» Source data:
::::::::

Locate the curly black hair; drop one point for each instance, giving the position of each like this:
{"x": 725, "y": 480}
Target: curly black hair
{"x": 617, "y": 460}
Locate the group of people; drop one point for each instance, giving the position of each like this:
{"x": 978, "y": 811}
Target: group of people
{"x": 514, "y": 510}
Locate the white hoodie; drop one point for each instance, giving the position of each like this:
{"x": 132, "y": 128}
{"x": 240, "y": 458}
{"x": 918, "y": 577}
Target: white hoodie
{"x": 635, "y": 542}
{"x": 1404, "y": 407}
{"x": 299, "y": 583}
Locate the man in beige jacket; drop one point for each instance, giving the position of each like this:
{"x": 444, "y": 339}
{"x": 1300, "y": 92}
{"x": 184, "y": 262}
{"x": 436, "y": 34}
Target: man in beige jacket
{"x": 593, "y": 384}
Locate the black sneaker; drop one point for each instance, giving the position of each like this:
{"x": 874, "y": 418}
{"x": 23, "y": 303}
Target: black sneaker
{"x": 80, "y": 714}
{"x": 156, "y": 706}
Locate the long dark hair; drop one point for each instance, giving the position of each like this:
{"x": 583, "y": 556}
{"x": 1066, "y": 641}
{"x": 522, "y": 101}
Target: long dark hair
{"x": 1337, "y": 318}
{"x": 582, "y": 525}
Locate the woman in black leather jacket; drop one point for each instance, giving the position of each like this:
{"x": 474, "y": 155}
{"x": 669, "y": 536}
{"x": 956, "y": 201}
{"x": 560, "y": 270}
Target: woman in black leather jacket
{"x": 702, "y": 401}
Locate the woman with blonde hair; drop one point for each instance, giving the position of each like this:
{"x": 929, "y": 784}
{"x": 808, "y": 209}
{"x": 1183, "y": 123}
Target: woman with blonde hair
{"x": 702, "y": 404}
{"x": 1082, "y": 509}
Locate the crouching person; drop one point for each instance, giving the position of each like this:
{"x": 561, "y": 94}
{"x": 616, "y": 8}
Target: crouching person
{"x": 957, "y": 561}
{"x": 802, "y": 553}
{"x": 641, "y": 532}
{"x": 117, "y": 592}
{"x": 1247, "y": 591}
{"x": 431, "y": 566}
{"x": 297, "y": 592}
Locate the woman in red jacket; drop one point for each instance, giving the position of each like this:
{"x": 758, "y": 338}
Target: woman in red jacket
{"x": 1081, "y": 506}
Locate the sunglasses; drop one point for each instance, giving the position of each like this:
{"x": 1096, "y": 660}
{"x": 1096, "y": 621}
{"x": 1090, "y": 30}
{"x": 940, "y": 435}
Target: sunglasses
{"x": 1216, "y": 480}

::::::::

Reproduce every line of the items from the line containing "Locate the group" through the end of the items, requests included. Move each answer coordinate by -46, and leave the requests and their sample coordinates unchanged.

Locate the group of people; drop one point for each instance, giving the position of each like this:
{"x": 978, "y": 811}
Target: group of people
{"x": 468, "y": 464}
Locate the white hoodie; drop one point for each instance, giving the position of each like this:
{"x": 132, "y": 128}
{"x": 240, "y": 458}
{"x": 918, "y": 577}
Target: white hoodie
{"x": 589, "y": 496}
{"x": 1358, "y": 361}
{"x": 253, "y": 537}
Locate the man in beige jacket; drop one point for each instance, giving the position of each like this:
{"x": 444, "y": 339}
{"x": 1300, "y": 92}
{"x": 184, "y": 262}
{"x": 436, "y": 34}
Target: man in beige jacket
{"x": 547, "y": 338}
Locate the black sneaker; drop one point for each instance, giving the position of each like this:
{"x": 874, "y": 418}
{"x": 23, "y": 303}
Target: black sneaker
{"x": 34, "y": 668}
{"x": 110, "y": 660}
Locate the long dark hair; drop one point for each instance, giving the position of each like this:
{"x": 583, "y": 556}
{"x": 1066, "y": 641}
{"x": 522, "y": 101}
Target: long dark hair
{"x": 1291, "y": 272}
{"x": 536, "y": 479}
Locate the woman in black leather jacket; drop one point for each instance, giving the position of each like this:
{"x": 474, "y": 155}
{"x": 669, "y": 536}
{"x": 956, "y": 201}
{"x": 560, "y": 270}
Target: woman in black leather jacket
{"x": 656, "y": 355}
Locate the woman with blonde hair; drop one point for each instance, giving the position of each like this:
{"x": 929, "y": 784}
{"x": 808, "y": 209}
{"x": 1183, "y": 123}
Target: woman with blonde hair
{"x": 656, "y": 358}
{"x": 1036, "y": 463}
Locate the crouching person; drop one point for each instance, giving the position of each like this:
{"x": 561, "y": 94}
{"x": 616, "y": 8}
Target: crouching person
{"x": 911, "y": 515}
{"x": 756, "y": 507}
{"x": 595, "y": 486}
{"x": 71, "y": 546}
{"x": 1201, "y": 545}
{"x": 385, "y": 520}
{"x": 251, "y": 546}
Locate the woman in red jacket; drop one point for each instance, giving the position of each like this:
{"x": 758, "y": 338}
Target: woman in red jacket
{"x": 1035, "y": 460}
Locate the sunglasses; drop one point for each instance, giving the position of each like this:
{"x": 1096, "y": 660}
{"x": 1096, "y": 621}
{"x": 1090, "y": 30}
{"x": 940, "y": 435}
Target: sunglasses
{"x": 1170, "y": 434}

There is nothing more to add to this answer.